EXERCISE DIRECTIONS:
Whenever a line in the records below holds the string "steel", include it in the count, and state the number alone.

((

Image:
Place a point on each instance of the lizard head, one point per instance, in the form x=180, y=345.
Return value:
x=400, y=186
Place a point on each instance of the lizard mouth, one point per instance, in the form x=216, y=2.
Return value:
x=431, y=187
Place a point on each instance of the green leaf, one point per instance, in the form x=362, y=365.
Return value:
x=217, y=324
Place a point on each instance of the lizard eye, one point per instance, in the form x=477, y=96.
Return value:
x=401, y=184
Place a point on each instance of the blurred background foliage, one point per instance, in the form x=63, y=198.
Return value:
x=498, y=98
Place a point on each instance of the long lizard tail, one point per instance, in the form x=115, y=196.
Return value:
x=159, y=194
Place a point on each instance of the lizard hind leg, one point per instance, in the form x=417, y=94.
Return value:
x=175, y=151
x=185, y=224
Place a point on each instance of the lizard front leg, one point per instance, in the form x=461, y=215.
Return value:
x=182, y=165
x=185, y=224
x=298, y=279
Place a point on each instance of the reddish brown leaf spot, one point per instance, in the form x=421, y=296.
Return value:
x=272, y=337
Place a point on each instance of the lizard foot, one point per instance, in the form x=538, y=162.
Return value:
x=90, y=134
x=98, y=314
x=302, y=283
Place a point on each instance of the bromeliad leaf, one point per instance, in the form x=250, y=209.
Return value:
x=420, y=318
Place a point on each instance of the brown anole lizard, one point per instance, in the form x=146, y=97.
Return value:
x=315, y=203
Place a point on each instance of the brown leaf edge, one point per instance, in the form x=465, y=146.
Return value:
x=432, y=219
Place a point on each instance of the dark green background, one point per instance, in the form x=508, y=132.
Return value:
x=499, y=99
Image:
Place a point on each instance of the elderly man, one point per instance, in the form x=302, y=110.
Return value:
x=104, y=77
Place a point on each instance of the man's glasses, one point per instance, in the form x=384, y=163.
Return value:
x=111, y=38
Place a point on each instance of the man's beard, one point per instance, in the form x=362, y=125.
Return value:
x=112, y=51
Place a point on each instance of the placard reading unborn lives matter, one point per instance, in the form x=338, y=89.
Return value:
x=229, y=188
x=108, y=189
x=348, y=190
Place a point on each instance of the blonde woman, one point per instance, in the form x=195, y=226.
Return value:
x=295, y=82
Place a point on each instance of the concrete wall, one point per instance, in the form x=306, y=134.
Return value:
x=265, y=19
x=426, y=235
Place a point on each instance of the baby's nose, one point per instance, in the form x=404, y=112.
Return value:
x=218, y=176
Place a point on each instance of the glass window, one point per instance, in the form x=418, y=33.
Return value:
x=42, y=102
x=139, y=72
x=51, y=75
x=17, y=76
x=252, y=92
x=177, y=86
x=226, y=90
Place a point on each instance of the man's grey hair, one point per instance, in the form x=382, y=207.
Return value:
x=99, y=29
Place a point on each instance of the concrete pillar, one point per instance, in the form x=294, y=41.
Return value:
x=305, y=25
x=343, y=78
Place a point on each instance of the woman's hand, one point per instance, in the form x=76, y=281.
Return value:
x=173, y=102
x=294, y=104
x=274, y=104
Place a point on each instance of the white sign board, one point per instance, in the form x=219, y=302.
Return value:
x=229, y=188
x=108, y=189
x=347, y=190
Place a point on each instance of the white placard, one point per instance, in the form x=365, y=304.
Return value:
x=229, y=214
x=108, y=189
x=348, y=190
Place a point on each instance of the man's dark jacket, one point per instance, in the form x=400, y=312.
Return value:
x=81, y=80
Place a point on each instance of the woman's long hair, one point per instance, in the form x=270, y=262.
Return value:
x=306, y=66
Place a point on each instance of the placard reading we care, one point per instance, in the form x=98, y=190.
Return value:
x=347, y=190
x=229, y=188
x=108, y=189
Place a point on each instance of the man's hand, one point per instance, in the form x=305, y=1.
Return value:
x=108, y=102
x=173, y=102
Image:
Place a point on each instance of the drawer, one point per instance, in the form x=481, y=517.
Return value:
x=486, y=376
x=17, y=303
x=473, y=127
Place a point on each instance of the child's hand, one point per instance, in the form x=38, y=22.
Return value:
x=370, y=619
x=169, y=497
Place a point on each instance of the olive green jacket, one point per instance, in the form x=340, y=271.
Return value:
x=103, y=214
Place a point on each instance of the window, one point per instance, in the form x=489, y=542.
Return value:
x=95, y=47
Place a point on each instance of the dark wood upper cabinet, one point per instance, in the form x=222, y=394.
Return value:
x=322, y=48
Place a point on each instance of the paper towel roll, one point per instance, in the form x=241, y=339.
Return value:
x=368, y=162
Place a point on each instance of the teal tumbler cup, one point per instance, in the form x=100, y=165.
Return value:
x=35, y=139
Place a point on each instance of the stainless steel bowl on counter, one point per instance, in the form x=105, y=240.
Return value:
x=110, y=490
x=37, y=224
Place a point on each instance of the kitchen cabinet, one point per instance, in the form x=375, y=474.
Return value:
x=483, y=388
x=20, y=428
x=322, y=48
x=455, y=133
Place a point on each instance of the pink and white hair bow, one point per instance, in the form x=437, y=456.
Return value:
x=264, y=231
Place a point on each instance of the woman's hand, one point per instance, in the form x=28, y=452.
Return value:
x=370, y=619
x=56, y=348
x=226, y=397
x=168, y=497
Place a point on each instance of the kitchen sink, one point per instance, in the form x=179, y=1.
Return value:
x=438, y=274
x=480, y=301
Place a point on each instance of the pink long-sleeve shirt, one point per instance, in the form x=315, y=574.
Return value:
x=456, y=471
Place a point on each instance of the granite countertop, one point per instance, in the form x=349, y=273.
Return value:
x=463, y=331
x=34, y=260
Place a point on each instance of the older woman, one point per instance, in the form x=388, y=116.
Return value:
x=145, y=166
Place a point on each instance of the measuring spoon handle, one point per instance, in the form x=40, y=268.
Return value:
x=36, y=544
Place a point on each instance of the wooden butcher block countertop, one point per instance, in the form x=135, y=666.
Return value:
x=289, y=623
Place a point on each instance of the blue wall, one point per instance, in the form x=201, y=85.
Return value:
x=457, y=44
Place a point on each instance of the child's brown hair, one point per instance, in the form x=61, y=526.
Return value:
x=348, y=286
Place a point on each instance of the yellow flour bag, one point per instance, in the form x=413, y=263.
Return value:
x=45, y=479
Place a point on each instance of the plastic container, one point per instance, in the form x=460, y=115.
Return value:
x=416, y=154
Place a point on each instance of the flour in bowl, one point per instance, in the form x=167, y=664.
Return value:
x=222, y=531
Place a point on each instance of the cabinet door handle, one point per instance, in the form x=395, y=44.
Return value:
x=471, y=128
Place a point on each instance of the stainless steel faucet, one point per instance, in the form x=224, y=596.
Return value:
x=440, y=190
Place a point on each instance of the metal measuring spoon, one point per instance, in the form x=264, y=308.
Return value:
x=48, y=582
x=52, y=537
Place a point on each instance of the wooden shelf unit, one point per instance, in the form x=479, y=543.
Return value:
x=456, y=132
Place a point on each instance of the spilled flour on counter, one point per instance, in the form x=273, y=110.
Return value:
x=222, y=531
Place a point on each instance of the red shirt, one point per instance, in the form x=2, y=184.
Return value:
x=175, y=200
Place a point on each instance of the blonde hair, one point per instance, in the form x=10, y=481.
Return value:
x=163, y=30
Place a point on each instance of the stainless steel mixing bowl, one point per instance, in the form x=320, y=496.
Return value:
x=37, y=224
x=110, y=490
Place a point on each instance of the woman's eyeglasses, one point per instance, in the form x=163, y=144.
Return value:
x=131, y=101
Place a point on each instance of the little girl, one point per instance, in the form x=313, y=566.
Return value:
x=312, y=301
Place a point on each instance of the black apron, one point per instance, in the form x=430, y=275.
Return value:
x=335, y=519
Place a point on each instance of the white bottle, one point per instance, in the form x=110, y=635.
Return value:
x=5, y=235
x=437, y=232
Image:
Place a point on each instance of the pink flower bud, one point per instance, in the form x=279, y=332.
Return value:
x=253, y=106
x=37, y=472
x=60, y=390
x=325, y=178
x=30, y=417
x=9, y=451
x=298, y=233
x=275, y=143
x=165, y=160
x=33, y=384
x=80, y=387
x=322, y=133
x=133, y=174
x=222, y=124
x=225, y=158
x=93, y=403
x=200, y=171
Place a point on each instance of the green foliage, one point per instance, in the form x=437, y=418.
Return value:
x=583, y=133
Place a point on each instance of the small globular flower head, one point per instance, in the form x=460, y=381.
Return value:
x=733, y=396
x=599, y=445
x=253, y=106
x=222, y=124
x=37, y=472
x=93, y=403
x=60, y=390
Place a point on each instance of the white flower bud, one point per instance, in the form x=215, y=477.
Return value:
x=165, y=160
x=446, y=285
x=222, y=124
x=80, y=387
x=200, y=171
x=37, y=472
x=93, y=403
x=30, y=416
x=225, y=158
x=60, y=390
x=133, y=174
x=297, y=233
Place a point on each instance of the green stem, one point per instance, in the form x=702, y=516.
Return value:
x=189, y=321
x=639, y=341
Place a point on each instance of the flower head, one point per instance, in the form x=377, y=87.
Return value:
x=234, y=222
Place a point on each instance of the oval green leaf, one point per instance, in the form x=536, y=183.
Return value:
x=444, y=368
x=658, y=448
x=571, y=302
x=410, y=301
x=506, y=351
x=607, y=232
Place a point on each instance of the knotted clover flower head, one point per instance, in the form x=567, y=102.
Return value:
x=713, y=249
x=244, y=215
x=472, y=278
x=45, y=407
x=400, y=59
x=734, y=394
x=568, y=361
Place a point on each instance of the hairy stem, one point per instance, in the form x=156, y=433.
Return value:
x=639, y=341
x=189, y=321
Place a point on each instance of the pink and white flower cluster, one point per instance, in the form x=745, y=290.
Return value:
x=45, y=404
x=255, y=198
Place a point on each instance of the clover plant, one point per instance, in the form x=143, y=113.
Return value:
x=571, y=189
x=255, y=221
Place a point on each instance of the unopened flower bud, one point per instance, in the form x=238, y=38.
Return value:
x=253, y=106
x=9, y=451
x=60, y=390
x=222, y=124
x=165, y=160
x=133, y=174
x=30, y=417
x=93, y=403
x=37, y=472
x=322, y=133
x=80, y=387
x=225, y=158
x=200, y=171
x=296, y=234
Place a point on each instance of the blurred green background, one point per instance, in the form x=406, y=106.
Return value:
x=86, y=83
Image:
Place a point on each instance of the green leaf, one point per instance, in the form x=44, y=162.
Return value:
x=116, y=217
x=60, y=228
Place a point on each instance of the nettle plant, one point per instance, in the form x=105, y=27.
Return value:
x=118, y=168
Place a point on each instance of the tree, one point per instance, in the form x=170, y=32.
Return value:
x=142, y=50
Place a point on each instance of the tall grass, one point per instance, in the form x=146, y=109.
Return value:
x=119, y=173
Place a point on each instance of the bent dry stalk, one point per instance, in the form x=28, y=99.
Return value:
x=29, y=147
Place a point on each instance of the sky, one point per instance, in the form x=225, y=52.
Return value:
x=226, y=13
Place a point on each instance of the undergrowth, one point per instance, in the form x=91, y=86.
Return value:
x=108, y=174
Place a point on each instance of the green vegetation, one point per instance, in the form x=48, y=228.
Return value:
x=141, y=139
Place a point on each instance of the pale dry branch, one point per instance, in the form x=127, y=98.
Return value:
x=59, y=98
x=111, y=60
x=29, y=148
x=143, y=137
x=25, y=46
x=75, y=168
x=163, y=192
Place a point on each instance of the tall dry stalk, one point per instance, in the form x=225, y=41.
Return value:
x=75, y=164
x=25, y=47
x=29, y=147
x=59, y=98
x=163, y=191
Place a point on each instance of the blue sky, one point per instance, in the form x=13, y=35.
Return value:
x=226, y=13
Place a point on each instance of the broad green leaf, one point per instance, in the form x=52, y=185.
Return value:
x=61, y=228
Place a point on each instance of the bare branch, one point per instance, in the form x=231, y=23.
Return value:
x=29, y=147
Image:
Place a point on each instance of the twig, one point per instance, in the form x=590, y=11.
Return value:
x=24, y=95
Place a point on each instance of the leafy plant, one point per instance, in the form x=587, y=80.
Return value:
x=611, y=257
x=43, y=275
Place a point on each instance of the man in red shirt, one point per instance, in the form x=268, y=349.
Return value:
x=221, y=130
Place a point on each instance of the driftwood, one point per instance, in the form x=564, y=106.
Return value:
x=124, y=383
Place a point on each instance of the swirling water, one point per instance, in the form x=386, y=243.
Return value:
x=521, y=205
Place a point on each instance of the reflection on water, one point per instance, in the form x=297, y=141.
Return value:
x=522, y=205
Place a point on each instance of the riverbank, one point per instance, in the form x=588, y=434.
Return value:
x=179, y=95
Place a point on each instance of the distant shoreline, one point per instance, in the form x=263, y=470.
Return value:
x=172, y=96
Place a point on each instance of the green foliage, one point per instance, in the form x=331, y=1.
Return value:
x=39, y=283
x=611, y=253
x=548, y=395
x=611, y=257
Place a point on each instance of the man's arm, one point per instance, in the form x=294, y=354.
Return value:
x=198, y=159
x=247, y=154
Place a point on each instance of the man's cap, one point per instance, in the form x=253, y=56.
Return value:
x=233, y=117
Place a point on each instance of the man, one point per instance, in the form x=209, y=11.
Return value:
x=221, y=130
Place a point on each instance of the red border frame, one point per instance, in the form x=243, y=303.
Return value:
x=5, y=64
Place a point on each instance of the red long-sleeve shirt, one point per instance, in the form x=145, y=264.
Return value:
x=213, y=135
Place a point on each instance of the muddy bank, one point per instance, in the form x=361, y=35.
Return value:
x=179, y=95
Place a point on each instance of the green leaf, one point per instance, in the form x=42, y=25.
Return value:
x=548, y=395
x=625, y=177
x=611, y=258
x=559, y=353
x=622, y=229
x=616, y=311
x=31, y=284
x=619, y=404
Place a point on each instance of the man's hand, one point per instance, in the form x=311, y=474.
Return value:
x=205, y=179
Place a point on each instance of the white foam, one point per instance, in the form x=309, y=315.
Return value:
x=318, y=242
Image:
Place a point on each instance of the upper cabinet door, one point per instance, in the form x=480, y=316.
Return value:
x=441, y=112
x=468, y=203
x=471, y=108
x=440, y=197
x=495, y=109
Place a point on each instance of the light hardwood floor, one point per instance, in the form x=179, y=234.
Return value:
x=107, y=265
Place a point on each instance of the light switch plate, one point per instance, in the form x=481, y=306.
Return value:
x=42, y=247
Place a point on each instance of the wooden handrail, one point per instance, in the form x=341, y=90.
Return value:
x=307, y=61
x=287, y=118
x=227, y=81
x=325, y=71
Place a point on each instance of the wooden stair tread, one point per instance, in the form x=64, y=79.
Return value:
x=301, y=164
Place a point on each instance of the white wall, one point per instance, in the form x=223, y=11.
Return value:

))

TASK RESULT:
3